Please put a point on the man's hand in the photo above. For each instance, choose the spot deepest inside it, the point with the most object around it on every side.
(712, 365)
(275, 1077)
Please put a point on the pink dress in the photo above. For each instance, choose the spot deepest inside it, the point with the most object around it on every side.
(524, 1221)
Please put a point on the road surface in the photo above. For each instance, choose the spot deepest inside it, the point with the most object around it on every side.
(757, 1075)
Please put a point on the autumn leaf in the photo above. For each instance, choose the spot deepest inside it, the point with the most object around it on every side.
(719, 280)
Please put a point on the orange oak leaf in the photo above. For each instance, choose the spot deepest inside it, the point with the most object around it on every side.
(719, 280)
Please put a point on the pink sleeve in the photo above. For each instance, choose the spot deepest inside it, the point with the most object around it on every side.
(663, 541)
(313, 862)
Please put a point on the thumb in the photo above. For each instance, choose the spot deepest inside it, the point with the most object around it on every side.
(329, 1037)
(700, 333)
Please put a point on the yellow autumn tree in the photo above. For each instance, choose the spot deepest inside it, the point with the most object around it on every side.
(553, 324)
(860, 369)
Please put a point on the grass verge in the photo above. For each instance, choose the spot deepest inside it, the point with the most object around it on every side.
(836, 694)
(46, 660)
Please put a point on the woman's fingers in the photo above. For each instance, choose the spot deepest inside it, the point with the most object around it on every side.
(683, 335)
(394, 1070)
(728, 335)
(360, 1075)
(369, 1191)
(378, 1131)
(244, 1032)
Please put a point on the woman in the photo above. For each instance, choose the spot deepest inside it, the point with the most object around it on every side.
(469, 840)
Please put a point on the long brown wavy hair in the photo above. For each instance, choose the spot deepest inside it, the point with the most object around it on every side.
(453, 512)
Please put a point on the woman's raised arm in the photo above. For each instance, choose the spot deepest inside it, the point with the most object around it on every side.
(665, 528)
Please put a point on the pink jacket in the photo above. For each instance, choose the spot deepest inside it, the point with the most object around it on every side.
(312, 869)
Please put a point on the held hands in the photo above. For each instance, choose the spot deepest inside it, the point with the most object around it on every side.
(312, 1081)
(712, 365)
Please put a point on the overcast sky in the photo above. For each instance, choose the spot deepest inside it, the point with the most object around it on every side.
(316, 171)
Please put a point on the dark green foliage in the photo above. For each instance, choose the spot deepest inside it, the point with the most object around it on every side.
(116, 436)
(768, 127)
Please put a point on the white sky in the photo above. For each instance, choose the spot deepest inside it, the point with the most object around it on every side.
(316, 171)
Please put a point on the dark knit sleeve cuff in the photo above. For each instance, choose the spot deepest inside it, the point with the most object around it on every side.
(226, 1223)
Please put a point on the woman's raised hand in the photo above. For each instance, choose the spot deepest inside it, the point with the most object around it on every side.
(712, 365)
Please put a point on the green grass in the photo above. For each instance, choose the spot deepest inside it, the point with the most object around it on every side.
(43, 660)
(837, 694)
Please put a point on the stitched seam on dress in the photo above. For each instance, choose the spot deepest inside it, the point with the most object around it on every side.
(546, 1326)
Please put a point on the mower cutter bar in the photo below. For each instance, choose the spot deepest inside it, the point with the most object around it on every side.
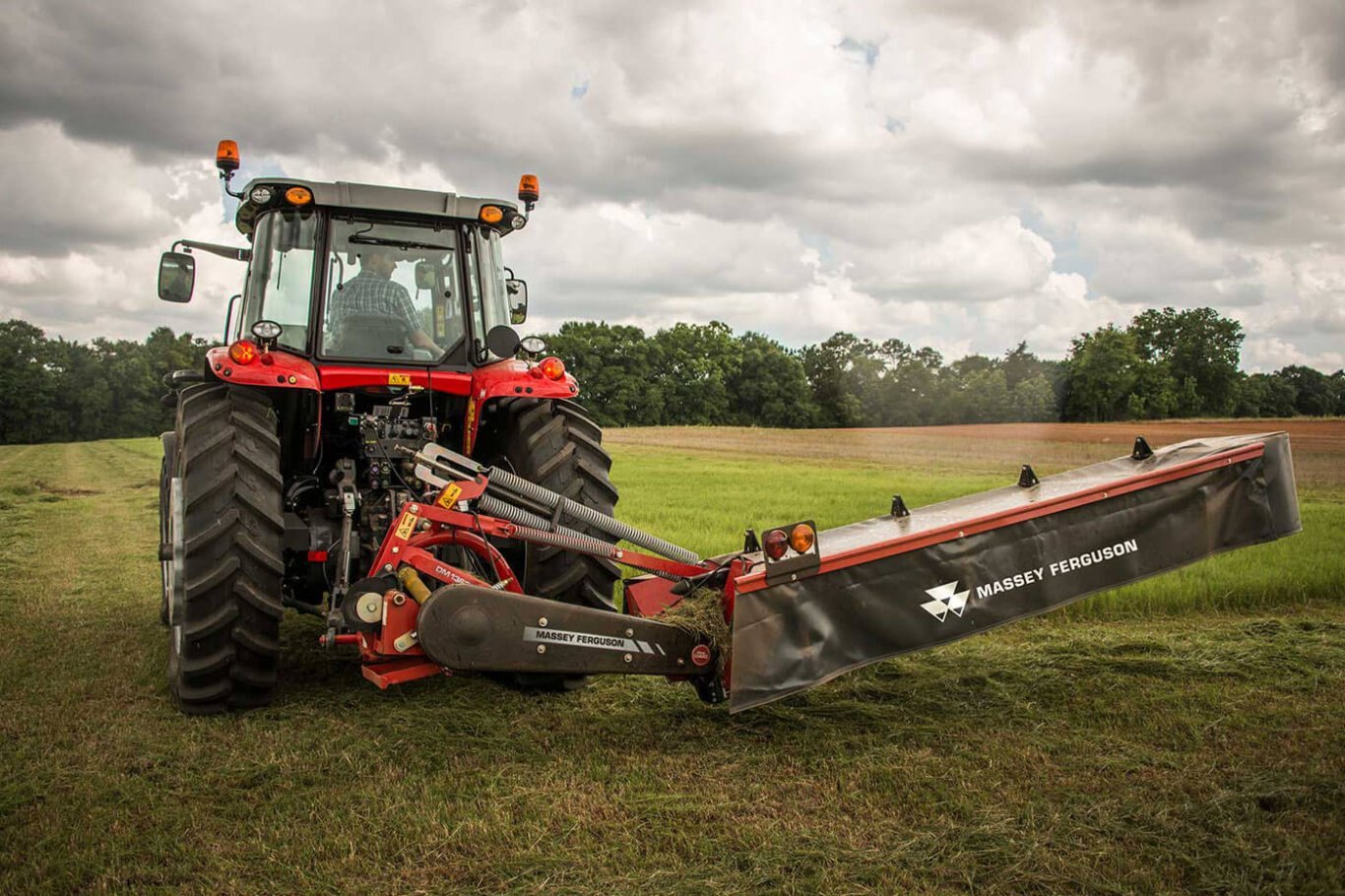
(903, 583)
※ ※ ※
**The task**: Can you duplicate the items from the line containing "Please put a point on the dark knit" down to the line containing "(546, 1326)", both included, character for character?

**Solution for this exercise**:
Please put a point on the dark knit sleeve cuff in the photo above. For each instance, choose the spot deepest inside it, the point with the most object around it on every side.
(226, 1223)
Please put a point on the woman's raised hand in the photo above. For each instance, choose the spot deepest inside it, the point with the most object around it on every side.
(712, 365)
Please put a point on the green grass in the photo above. For each instance, choose the spot deepest inside it, the point with the most object around it on every side.
(43, 660)
(837, 694)
Please put a point on the stitched seam on dress in the photo above. For each instance, choose the spot deepest inside it, the point with the most object around it on every side.
(546, 1326)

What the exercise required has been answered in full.